Activity: Show all lines from the records below in which the string "giraffe" is present.
........
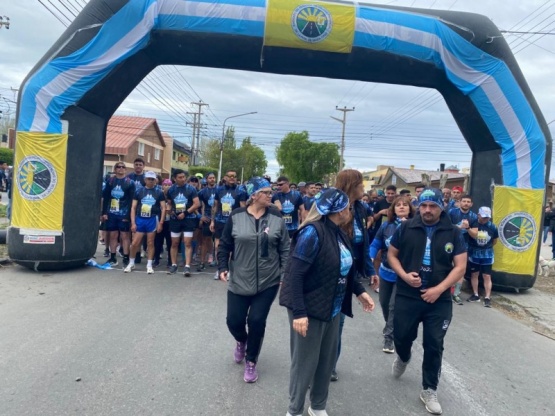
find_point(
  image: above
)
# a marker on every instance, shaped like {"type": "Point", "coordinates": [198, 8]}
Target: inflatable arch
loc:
{"type": "Point", "coordinates": [67, 99]}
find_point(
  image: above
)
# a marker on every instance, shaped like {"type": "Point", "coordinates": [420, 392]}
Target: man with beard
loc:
{"type": "Point", "coordinates": [428, 254]}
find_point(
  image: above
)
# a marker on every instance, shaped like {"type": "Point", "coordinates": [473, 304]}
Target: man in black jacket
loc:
{"type": "Point", "coordinates": [428, 253]}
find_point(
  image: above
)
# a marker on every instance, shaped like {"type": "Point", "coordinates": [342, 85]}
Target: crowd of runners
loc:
{"type": "Point", "coordinates": [318, 244]}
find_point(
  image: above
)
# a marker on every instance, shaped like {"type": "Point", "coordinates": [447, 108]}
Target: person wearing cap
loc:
{"type": "Point", "coordinates": [463, 218]}
{"type": "Point", "coordinates": [428, 254]}
{"type": "Point", "coordinates": [207, 197]}
{"type": "Point", "coordinates": [290, 203]}
{"type": "Point", "coordinates": [317, 287]}
{"type": "Point", "coordinates": [117, 198]}
{"type": "Point", "coordinates": [483, 236]}
{"type": "Point", "coordinates": [148, 212]}
{"type": "Point", "coordinates": [252, 254]}
{"type": "Point", "coordinates": [165, 234]}
{"type": "Point", "coordinates": [184, 205]}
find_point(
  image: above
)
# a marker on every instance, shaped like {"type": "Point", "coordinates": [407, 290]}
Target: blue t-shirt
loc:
{"type": "Point", "coordinates": [482, 246]}
{"type": "Point", "coordinates": [139, 180]}
{"type": "Point", "coordinates": [148, 201]}
{"type": "Point", "coordinates": [118, 196]}
{"type": "Point", "coordinates": [457, 216]}
{"type": "Point", "coordinates": [290, 204]}
{"type": "Point", "coordinates": [181, 198]}
{"type": "Point", "coordinates": [207, 196]}
{"type": "Point", "coordinates": [307, 248]}
{"type": "Point", "coordinates": [229, 198]}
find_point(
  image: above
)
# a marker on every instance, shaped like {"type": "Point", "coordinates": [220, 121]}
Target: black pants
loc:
{"type": "Point", "coordinates": [435, 318]}
{"type": "Point", "coordinates": [251, 312]}
{"type": "Point", "coordinates": [159, 239]}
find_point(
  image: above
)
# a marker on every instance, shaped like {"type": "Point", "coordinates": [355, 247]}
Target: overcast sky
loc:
{"type": "Point", "coordinates": [396, 125]}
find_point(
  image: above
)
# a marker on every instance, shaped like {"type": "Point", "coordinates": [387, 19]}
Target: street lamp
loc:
{"type": "Point", "coordinates": [222, 144]}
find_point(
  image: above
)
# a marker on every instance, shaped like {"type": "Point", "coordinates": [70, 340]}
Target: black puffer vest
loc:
{"type": "Point", "coordinates": [320, 283]}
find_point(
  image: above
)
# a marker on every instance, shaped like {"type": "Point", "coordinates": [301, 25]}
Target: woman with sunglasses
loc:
{"type": "Point", "coordinates": [252, 254]}
{"type": "Point", "coordinates": [318, 285]}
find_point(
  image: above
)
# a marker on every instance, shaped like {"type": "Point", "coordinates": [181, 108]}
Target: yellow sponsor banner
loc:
{"type": "Point", "coordinates": [310, 25]}
{"type": "Point", "coordinates": [517, 214]}
{"type": "Point", "coordinates": [39, 181]}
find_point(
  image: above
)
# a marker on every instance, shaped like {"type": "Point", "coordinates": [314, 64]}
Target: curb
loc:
{"type": "Point", "coordinates": [522, 313]}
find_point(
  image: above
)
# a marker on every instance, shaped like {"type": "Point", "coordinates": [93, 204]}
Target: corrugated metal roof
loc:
{"type": "Point", "coordinates": [415, 175]}
{"type": "Point", "coordinates": [123, 131]}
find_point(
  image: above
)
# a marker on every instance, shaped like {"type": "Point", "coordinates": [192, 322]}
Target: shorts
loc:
{"type": "Point", "coordinates": [218, 229]}
{"type": "Point", "coordinates": [479, 267]}
{"type": "Point", "coordinates": [115, 223]}
{"type": "Point", "coordinates": [206, 229]}
{"type": "Point", "coordinates": [186, 225]}
{"type": "Point", "coordinates": [146, 225]}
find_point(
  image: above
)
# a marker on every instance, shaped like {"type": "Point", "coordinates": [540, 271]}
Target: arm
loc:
{"type": "Point", "coordinates": [430, 295]}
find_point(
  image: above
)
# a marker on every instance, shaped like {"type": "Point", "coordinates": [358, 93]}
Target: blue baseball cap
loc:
{"type": "Point", "coordinates": [431, 195]}
{"type": "Point", "coordinates": [331, 200]}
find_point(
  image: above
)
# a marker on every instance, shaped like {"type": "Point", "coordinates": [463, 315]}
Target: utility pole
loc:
{"type": "Point", "coordinates": [343, 121]}
{"type": "Point", "coordinates": [195, 153]}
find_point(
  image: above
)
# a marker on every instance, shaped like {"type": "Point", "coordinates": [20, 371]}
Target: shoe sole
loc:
{"type": "Point", "coordinates": [428, 409]}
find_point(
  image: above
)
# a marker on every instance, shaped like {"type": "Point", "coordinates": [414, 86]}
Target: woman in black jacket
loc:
{"type": "Point", "coordinates": [317, 288]}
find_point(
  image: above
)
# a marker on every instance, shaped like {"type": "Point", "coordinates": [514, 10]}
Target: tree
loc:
{"type": "Point", "coordinates": [302, 160]}
{"type": "Point", "coordinates": [248, 158]}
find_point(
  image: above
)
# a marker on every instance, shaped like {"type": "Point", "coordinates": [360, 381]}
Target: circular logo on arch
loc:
{"type": "Point", "coordinates": [311, 23]}
{"type": "Point", "coordinates": [518, 231]}
{"type": "Point", "coordinates": [36, 178]}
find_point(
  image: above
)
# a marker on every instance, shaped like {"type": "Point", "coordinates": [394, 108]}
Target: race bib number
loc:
{"type": "Point", "coordinates": [146, 210]}
{"type": "Point", "coordinates": [114, 205]}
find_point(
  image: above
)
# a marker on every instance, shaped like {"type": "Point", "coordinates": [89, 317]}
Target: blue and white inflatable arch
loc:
{"type": "Point", "coordinates": [68, 98]}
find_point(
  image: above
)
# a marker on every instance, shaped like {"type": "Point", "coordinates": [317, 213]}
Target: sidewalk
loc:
{"type": "Point", "coordinates": [534, 306]}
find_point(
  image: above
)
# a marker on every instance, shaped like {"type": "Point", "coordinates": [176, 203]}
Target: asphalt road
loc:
{"type": "Point", "coordinates": [159, 345]}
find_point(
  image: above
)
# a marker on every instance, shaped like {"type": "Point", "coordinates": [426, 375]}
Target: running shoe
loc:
{"type": "Point", "coordinates": [429, 398]}
{"type": "Point", "coordinates": [473, 298]}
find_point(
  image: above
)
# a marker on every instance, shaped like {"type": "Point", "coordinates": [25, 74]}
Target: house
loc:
{"type": "Point", "coordinates": [128, 138]}
{"type": "Point", "coordinates": [404, 178]}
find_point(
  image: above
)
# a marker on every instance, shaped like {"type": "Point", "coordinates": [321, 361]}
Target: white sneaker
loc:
{"type": "Point", "coordinates": [429, 398]}
{"type": "Point", "coordinates": [313, 412]}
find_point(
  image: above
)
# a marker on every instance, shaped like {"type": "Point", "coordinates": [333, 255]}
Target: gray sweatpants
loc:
{"type": "Point", "coordinates": [312, 361]}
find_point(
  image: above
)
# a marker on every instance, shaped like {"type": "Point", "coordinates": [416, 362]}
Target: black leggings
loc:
{"type": "Point", "coordinates": [251, 311]}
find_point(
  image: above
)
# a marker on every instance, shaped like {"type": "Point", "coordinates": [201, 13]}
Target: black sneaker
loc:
{"type": "Point", "coordinates": [112, 262]}
{"type": "Point", "coordinates": [473, 298]}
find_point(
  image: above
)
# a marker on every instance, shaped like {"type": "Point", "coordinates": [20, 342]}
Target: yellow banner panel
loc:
{"type": "Point", "coordinates": [517, 214]}
{"type": "Point", "coordinates": [310, 25]}
{"type": "Point", "coordinates": [39, 181]}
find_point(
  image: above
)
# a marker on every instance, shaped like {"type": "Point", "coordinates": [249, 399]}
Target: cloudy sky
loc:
{"type": "Point", "coordinates": [396, 125]}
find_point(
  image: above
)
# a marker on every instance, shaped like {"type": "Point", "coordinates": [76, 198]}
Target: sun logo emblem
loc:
{"type": "Point", "coordinates": [36, 178]}
{"type": "Point", "coordinates": [311, 23]}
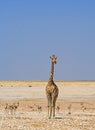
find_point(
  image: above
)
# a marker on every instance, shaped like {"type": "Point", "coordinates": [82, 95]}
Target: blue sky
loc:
{"type": "Point", "coordinates": [33, 30]}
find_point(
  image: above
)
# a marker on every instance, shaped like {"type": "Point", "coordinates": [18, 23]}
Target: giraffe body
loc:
{"type": "Point", "coordinates": [52, 90]}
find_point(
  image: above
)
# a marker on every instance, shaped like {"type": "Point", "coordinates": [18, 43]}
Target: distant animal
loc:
{"type": "Point", "coordinates": [52, 89]}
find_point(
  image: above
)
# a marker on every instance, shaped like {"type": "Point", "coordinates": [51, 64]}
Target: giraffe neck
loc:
{"type": "Point", "coordinates": [51, 73]}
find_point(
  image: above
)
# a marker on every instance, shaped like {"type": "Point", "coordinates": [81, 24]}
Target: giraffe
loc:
{"type": "Point", "coordinates": [52, 89]}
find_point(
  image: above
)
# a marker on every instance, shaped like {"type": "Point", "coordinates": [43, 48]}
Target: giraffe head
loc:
{"type": "Point", "coordinates": [53, 58]}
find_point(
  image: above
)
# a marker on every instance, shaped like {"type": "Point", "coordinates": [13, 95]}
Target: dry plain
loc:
{"type": "Point", "coordinates": [75, 107]}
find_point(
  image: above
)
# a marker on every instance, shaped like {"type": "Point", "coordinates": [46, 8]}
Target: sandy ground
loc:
{"type": "Point", "coordinates": [76, 102]}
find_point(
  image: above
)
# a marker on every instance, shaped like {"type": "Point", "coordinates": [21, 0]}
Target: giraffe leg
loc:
{"type": "Point", "coordinates": [50, 108]}
{"type": "Point", "coordinates": [54, 102]}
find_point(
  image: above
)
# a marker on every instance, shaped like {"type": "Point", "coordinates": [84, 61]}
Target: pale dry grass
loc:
{"type": "Point", "coordinates": [70, 113]}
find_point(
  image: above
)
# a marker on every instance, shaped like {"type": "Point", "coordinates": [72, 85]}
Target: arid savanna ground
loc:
{"type": "Point", "coordinates": [75, 106]}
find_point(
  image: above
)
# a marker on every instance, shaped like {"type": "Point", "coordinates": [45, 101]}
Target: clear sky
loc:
{"type": "Point", "coordinates": [33, 30]}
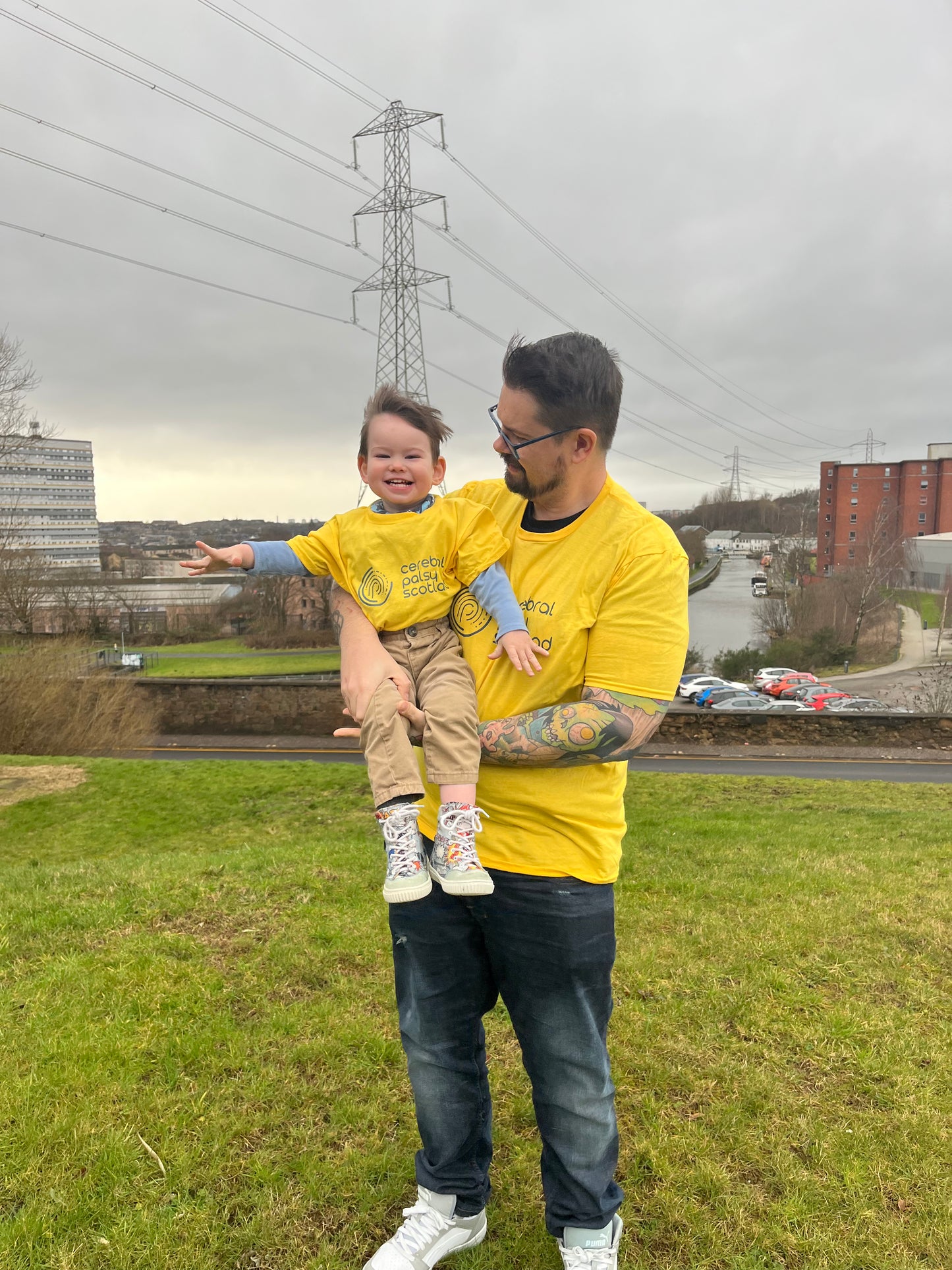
........
Response box:
Target: giraffe body
Target: giraffe neck
Target: giraffe
Target: giraffe head
Target: giraffe leg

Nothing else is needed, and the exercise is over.